_PAGE EXCERPT_.
= = = = = = =

Except I have to watch films in 30 minute stints or I’ll fall asleep. 

Except I’m waking up to piss in the night – every night. 

Except I can’t blast if I’m wearing a rubber anymore. 

Except I’m crashing out and eating a family bag of Maltesers on the drive home from work to take the edge off a stressful day – which is most days. 

Except my wisdom tooth is aching and giving me migraines.

Except all that I’m getting swole on my wellness grind. Growing and dying at the same time. 

My son is only growing – only living. He is lightly tanned. His teeth are bright white. His body is made of nothing but sinews wrapped around bone. He’s already dense like a plate of iron. Four grams of body fat. 

He doesn’t know what to do with all his vitality. He will just watch YouTube all day if you let him. I have to teach him to be alive — teach him to live while I am falling apart.

= = = = = = =

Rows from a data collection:
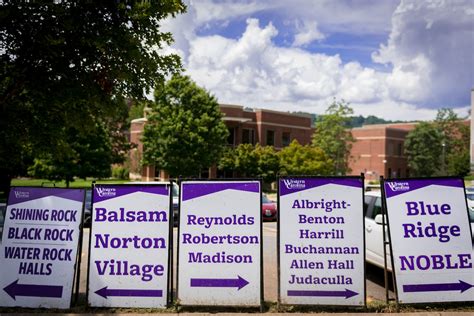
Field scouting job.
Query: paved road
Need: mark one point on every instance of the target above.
(375, 277)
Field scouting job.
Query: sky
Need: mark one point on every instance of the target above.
(398, 60)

= = = = = = =

_REQUIRED TASKS_.
(1) Rewrite the field scouting rows as a numbered list with no blank lines, and include every row except the picture lines.
(2) Continue the passage about growing older alongside a growing son from its last sentence.
These rows are unrelated to the text above them.

_EXPECTED RESPONSES_.
(1)
1. Field scouting job.
2. Query: paved road
3. Need: mark one point on every instance of the target above.
4. (375, 277)
5. Field scouting job.
6. Query: sky
7. Need: mark one point on every instance of the target above.
8. (398, 60)

(2)
I can see an old man with a zimmer frame limping through the apartment gardens. He is with his foreign maid who is coaxing him along, encouraging him as he fights for every step. He gets to wherever he was supposed to get to, which appears to be an arbitrary spot in the garden. She congratulates him. She is attractive, maybe in her early thirties, but bright and youthful. Pretty face. Good figure. She is dressed in a loose t-shirt, shorts and flips-flops. Her hair in a rough pony-tail. He is dressed in a fitted polo shirt, pale slacks and smart leather sandals. He still has a good head of hair, cut short and combed smartly into a classic gentleman’s style. He still has pride. 

He says something he thinks is funny and she forces a smile. Then she looks at her phone for ten minutes while he struggles to get his breath back from the humid air.